- _Records provided_:

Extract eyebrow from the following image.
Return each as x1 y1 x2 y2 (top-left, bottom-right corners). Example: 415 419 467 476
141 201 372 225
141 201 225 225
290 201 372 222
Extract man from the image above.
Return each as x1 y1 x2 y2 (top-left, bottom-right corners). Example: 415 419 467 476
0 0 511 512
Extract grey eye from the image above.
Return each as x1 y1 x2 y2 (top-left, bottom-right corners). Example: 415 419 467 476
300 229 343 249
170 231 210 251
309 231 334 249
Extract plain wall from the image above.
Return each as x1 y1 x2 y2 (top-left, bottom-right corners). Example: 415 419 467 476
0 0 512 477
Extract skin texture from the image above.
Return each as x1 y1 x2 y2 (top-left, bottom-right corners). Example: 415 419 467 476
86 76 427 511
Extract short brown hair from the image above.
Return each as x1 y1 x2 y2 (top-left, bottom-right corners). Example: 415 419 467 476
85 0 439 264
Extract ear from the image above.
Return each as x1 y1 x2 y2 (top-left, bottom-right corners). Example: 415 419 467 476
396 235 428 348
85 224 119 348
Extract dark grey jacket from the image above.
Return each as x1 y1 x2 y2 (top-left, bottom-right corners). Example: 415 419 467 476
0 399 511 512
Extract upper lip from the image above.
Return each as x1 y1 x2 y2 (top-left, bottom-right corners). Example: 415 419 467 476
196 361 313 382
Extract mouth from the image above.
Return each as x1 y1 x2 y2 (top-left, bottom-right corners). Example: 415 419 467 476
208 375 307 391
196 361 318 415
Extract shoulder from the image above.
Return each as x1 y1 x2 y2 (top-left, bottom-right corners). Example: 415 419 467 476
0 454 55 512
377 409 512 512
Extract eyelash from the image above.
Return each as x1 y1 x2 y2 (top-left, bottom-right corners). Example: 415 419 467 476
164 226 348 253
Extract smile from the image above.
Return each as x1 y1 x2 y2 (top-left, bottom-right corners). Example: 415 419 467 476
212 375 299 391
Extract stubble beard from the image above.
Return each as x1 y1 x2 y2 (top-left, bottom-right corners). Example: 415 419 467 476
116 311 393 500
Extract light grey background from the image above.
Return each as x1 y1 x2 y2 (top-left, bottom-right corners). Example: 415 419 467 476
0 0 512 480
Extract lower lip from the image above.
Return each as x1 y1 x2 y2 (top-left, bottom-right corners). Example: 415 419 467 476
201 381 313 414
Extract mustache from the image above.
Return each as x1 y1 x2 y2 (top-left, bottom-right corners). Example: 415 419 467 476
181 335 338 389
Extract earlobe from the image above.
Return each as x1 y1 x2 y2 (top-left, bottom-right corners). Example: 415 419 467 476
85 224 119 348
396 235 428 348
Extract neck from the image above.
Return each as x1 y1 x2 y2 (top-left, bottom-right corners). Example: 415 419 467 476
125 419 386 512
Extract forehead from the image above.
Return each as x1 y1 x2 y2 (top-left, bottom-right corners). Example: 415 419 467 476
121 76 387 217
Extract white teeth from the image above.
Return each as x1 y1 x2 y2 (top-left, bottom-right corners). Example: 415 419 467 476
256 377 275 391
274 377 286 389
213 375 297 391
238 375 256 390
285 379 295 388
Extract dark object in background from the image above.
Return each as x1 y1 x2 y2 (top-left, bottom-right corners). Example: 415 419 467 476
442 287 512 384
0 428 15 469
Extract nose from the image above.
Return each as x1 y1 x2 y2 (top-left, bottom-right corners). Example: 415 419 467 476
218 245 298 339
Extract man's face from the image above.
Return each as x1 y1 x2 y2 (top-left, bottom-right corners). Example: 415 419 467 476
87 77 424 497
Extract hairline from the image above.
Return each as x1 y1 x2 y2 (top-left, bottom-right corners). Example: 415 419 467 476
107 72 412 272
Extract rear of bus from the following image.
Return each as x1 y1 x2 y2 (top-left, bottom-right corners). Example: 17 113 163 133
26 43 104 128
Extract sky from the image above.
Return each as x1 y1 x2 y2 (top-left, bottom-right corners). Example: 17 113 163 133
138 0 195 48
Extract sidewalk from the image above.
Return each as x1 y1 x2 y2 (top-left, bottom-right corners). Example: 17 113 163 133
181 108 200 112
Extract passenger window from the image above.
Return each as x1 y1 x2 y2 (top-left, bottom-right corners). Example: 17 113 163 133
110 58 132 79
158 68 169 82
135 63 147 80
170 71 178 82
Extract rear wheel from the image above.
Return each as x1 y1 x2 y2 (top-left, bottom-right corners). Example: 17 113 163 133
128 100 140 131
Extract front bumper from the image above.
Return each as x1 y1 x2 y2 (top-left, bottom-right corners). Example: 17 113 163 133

- _Work to do_:
Rewrite the lines of the records above as a numbered list, from the line containing "Extract white teeth from the image above." up to and including the line containing "0 428 15 469". Leave out any blank lines.

- _Written response_:
1. Extract white teeth from the image above.
2. Return each as x1 y1 x2 y2 (top-left, bottom-right corners). Example: 415 419 467 476
3. 256 377 275 391
4. 274 377 286 389
5. 213 375 297 391
6. 238 375 256 390
7. 285 379 295 388
8. Extract dark object in background from the image above.
9. Return each as x1 y1 x2 y2 (top-left, bottom-right corners). Example: 415 419 467 476
10. 442 287 512 384
11. 0 428 15 469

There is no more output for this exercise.